*Exercise inputs*:
>>

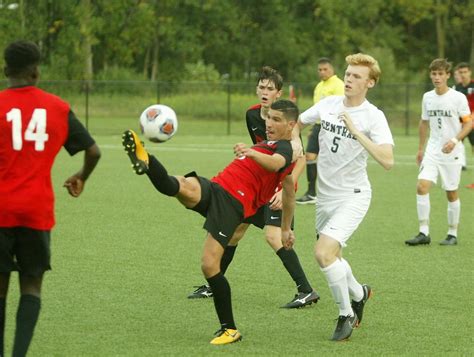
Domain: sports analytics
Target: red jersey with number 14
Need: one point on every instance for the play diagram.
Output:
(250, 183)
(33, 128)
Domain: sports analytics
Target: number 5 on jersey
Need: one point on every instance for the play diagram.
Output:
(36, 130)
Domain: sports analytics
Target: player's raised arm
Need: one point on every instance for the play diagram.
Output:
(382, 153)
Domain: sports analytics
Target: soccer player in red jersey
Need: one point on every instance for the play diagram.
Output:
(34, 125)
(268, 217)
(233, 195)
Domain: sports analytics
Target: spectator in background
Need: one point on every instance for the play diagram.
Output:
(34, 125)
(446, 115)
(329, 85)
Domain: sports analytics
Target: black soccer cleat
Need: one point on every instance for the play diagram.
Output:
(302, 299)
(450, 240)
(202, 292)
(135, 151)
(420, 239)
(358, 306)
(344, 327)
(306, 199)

<<
>>

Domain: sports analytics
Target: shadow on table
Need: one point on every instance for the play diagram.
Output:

<<

*Problem statement*: Copy out each of the lines above that contains the word "jersey".

*Task result*:
Target: red jersey with number 14
Target: number 5 on jersey
Target: soccer player in red jersey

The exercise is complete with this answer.